Problem: Reproduce every line of the records below word for word, leaving out the pictures.

The records:
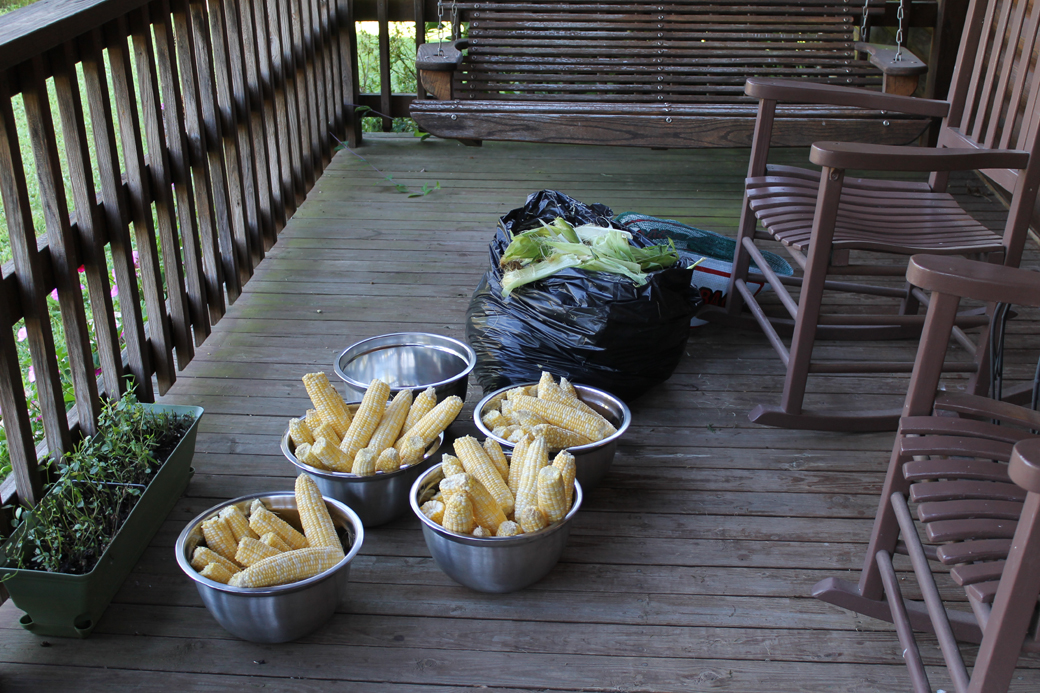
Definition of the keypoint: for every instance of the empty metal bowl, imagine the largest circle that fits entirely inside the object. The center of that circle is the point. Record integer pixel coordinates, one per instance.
(408, 360)
(492, 564)
(593, 461)
(285, 612)
(378, 498)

Finished task:
Definition of the keypoint: for every instance of the empty metal bowl, imagine the largest circle that fits entirely inside the object. The center of that circle is the point. Record integer pixel coordinates, one per instance.
(408, 360)
(492, 564)
(593, 461)
(285, 612)
(378, 498)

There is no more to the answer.